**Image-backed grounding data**
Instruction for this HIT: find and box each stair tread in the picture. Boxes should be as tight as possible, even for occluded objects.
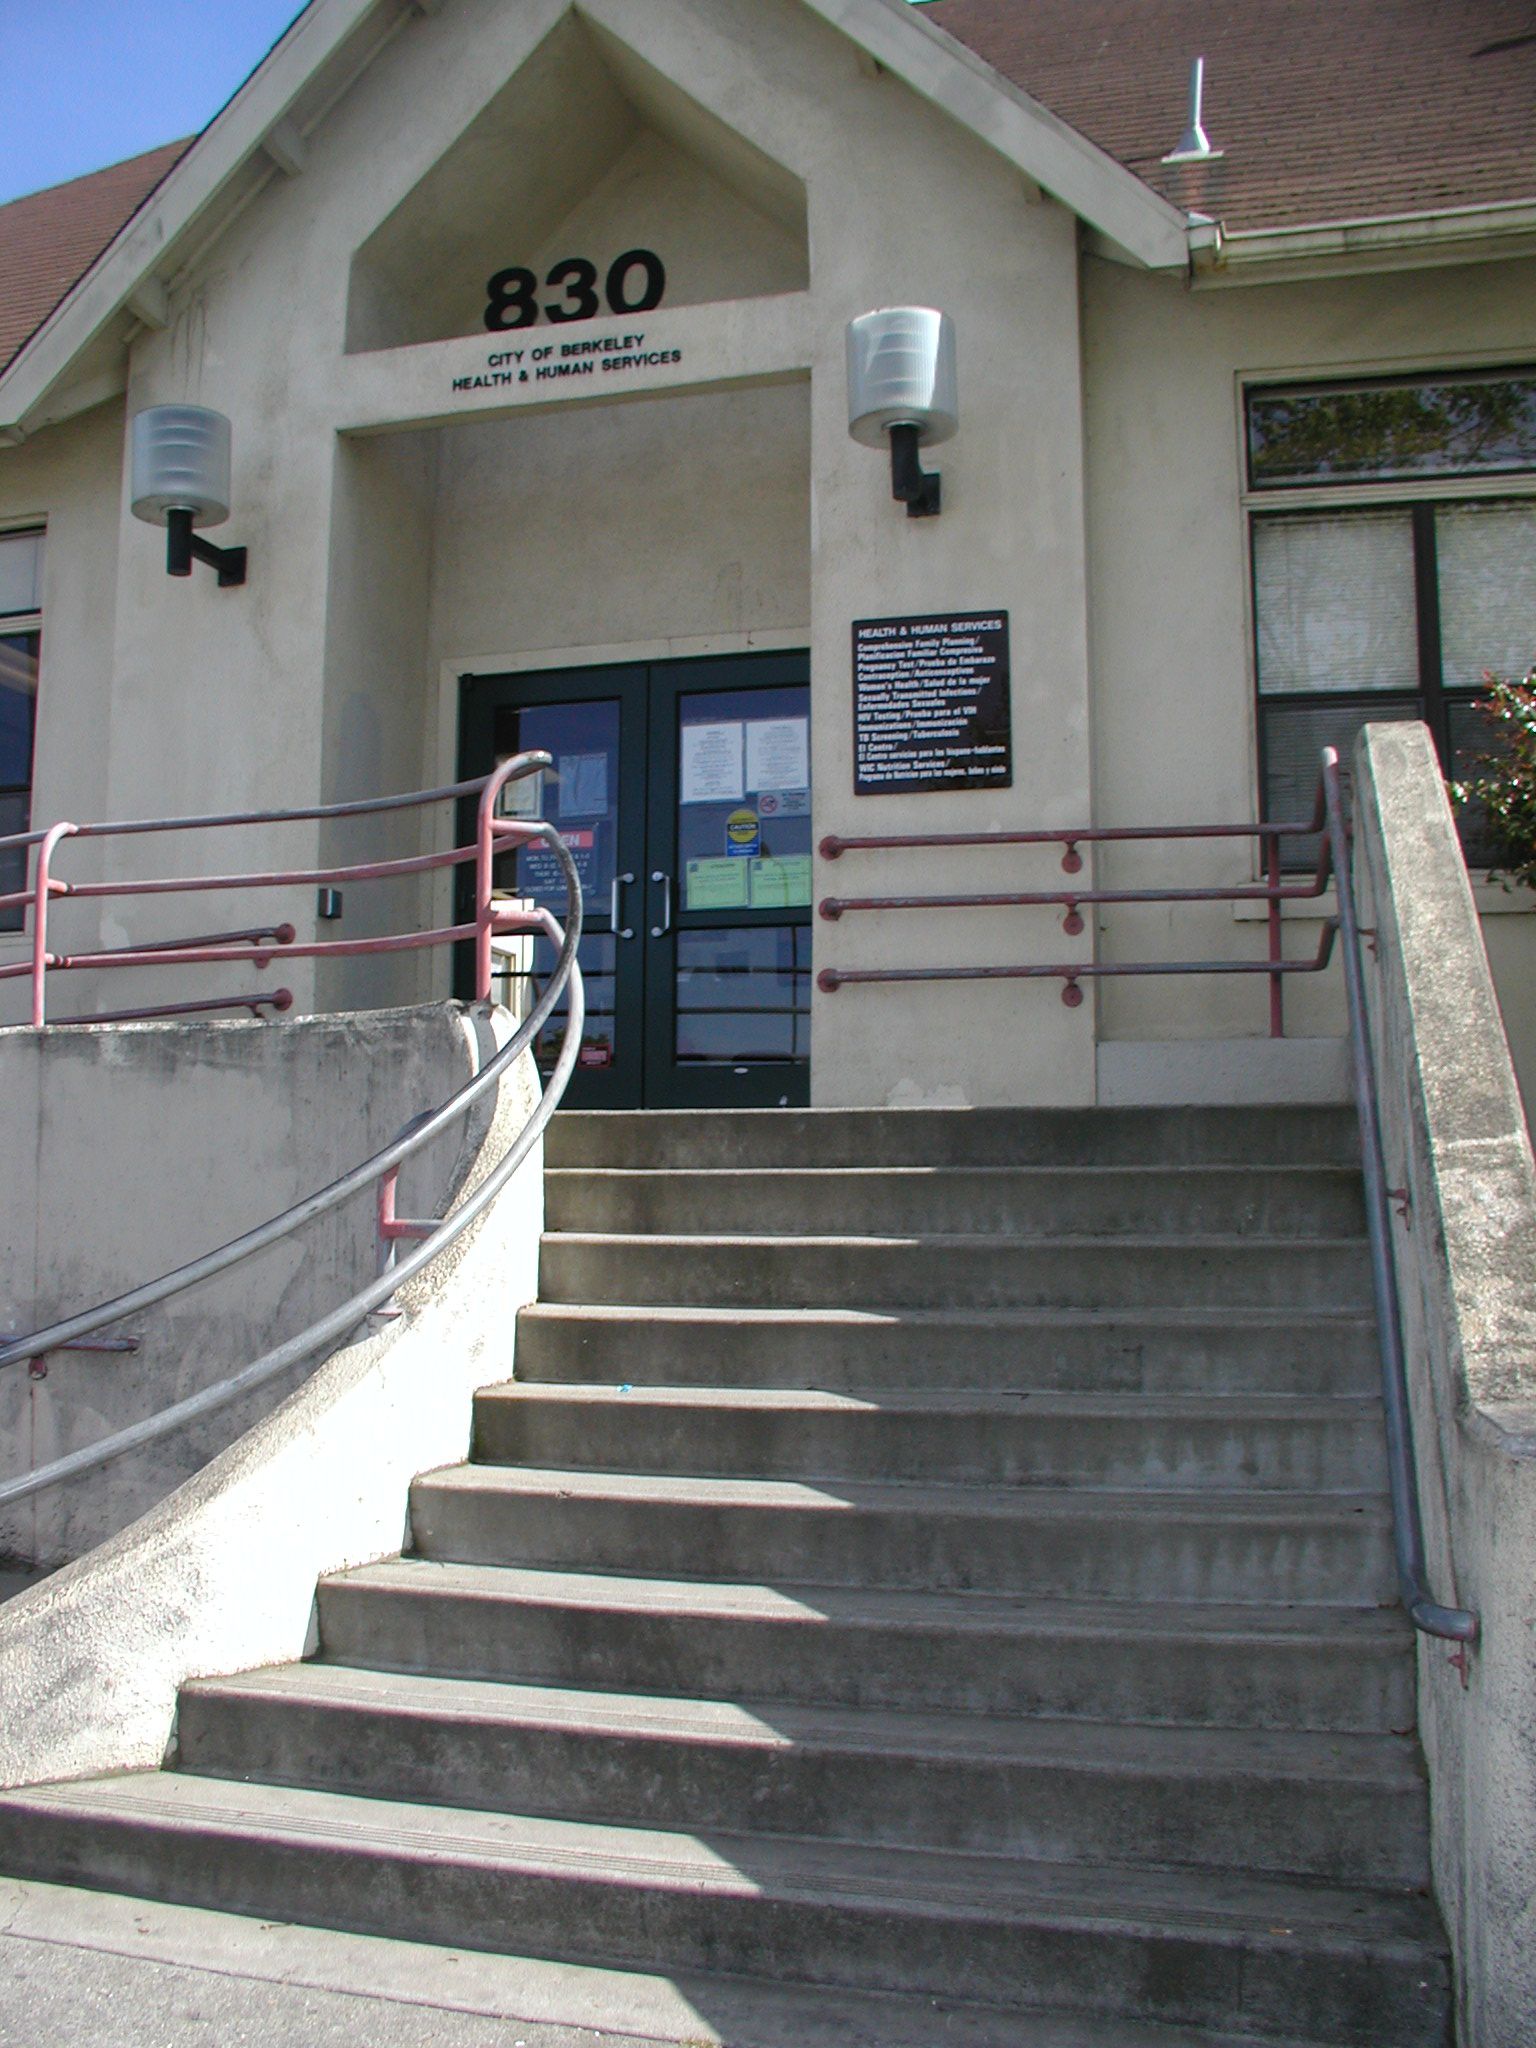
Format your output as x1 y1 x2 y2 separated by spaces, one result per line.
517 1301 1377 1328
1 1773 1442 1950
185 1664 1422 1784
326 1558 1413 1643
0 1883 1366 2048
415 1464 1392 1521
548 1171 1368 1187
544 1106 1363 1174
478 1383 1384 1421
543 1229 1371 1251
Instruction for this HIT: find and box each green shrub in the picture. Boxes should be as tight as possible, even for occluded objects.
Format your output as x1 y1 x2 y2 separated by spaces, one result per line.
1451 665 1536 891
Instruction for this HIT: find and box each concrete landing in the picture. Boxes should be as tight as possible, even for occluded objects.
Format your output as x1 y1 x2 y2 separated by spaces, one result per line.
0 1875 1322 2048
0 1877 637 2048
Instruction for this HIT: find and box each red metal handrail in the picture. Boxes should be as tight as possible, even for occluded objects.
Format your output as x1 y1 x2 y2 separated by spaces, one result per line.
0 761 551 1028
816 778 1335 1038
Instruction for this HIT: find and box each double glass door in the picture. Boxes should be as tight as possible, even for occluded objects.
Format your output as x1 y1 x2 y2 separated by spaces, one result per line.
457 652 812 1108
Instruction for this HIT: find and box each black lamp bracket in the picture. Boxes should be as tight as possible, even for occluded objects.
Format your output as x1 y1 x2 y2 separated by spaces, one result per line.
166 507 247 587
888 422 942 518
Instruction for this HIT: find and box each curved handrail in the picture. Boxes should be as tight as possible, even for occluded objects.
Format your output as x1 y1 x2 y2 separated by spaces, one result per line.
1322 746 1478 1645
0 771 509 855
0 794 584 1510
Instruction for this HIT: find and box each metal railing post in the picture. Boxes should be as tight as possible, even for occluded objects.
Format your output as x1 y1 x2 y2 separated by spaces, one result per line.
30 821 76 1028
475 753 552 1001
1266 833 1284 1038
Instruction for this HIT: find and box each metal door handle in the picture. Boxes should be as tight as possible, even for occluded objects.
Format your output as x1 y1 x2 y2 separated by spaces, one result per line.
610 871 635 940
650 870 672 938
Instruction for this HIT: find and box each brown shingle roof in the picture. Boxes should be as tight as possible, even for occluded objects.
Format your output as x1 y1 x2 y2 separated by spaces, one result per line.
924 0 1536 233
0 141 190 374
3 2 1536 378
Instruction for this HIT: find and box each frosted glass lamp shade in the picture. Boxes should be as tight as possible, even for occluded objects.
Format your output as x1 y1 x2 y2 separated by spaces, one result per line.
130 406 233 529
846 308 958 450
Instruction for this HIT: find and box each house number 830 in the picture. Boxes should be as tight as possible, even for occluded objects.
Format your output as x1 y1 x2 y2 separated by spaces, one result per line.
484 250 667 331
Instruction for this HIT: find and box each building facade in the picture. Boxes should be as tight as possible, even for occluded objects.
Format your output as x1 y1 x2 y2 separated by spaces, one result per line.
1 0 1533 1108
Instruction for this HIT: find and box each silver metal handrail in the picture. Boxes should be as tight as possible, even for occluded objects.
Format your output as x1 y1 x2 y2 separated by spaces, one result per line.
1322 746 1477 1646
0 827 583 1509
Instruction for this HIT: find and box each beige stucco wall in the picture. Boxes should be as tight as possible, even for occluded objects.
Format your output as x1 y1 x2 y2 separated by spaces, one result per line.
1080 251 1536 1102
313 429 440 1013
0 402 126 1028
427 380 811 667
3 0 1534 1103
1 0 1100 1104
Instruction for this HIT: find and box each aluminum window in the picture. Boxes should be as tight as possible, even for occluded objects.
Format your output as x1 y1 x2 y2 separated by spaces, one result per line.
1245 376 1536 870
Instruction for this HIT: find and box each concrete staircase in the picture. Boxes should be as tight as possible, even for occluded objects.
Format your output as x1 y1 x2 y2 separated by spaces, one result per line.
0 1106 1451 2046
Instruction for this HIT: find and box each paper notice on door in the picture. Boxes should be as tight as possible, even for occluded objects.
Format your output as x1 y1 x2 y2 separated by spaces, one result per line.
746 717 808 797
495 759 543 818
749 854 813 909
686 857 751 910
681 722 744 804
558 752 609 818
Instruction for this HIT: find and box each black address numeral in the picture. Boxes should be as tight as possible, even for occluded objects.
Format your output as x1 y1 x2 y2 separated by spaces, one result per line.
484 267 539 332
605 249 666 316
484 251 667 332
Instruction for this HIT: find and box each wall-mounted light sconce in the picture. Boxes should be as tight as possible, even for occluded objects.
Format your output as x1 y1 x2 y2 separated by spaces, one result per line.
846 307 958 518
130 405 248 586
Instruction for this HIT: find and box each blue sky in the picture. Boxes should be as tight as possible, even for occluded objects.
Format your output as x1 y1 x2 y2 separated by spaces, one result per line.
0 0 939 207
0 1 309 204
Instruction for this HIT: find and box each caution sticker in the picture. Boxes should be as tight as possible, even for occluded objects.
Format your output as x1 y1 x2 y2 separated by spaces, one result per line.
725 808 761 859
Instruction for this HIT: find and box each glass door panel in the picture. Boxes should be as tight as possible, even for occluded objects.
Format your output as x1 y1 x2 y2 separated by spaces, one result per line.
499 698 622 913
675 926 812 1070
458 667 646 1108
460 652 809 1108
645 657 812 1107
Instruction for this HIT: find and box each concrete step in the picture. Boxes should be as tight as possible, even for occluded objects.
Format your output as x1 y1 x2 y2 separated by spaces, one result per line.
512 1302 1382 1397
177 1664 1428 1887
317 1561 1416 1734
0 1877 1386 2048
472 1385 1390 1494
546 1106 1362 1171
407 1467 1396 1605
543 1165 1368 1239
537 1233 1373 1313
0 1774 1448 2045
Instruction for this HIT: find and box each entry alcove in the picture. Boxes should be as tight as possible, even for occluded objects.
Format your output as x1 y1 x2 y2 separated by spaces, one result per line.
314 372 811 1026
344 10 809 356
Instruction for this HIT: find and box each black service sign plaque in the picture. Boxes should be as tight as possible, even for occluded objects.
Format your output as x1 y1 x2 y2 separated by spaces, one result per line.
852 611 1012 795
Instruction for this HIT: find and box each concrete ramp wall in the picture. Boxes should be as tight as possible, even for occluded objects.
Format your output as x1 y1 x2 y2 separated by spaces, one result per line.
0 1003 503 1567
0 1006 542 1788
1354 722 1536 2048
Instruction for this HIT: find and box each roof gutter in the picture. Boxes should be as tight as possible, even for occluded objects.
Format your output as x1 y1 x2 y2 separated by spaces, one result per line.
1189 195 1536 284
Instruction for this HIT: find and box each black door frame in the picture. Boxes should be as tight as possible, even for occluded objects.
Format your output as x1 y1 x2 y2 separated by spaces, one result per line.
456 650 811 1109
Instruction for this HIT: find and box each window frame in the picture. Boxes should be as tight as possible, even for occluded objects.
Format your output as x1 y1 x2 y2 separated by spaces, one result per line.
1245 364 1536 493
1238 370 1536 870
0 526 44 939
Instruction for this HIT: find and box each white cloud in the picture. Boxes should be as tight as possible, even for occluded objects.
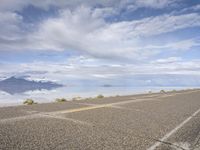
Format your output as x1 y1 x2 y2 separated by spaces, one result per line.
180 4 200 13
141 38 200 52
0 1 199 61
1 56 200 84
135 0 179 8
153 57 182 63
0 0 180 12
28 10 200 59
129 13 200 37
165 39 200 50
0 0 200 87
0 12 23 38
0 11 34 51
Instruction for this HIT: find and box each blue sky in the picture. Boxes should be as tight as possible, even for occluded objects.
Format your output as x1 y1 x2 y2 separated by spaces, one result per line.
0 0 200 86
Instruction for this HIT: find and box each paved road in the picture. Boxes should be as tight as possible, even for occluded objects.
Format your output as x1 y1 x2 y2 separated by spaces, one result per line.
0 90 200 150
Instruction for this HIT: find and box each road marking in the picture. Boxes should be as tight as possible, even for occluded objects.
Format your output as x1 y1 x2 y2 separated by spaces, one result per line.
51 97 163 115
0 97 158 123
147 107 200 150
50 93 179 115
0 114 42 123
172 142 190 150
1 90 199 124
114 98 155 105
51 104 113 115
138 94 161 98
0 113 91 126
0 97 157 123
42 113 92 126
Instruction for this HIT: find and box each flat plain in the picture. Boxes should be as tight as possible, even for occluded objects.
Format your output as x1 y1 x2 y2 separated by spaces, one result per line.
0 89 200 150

**EXERCISE OBJECTIVE**
Your answer should consist of the lines above that hold the word "lamp".

**ANSWER TO THIS PROBLEM**
Instruction for this HIT: find and box each black lamp bracket in the picture. Boxes should be as tight as possible, even for occluded objects.
Instruction for this HIT: find and box each frosted glass lamp shade in the picture. Boxes should be as tight as possible, even for occluded objects.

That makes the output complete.